--- START ---
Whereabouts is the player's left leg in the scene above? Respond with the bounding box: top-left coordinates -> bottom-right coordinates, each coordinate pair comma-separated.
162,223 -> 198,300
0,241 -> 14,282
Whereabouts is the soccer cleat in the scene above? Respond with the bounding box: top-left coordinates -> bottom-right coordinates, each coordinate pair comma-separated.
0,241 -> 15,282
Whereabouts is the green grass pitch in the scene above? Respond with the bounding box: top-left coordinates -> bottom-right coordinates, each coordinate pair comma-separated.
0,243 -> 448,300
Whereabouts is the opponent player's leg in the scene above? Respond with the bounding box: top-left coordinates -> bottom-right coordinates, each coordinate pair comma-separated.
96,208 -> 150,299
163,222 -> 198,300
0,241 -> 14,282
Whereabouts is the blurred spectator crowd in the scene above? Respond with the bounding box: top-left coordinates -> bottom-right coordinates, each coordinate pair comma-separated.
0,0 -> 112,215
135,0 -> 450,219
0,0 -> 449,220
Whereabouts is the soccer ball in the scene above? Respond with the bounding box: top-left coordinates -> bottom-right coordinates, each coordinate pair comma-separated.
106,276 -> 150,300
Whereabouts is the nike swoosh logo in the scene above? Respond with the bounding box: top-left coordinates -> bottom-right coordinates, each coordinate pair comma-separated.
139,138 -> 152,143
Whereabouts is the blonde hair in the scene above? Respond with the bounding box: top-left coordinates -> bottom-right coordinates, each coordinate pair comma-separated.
--- END ---
→ **WHAT THE TASK ASKS**: Restate the data word for word.

→ **RESPONSE TO THE EXERCISE**:
Whereabouts is the player's left leg in the scene above? Respond with the bounding box: top-left coordinates -> bottom-right coordinates, each coordinate pair comma-separated.
162,223 -> 198,300
0,241 -> 14,282
Whereabouts is the soccer cleat in the scene above? Respond with the bounding box: top-left coordinates -> bottom-right coordinates, each coordinate pair comma-separated.
0,241 -> 15,282
Whereabouts is the green grass pitch in the scene above? Respond with the bounding box: top-left coordinates -> bottom-right coordinates, each coordinate pair comma-separated.
0,243 -> 448,300
Whereabouts is the opponent player's leg in the scene above? Respond with the bounding box: top-left coordinates -> bottom-right coordinates, each coordinate pair comma-separated.
96,208 -> 150,299
163,222 -> 198,300
0,241 -> 14,282
Whereabouts is the blurred spectator crowd in the scene above? Respond with the bounding box: top-left coordinates -> bottom-right coordinates, each coordinate pair comma-separated.
0,0 -> 112,215
135,0 -> 450,219
0,0 -> 449,220
Whereabouts is the soccer ball in the scene above? Respond with the bounding box: top-left coordinates -> bottom-right coordinates, each coordinate pair comma-separated.
106,276 -> 150,300
Whereabouts is the nike swoosh logo in the scene above? Respond with the bounding box: top-left coordinates -> bottom-right coordinates, each coordinate pair comma-separated.
139,138 -> 152,143
Whereabouts is the blonde hair in the scene above? Respond with the bounding box: top-left coordinates -> bottom-right coordinates, each coordinate pair comma-separated.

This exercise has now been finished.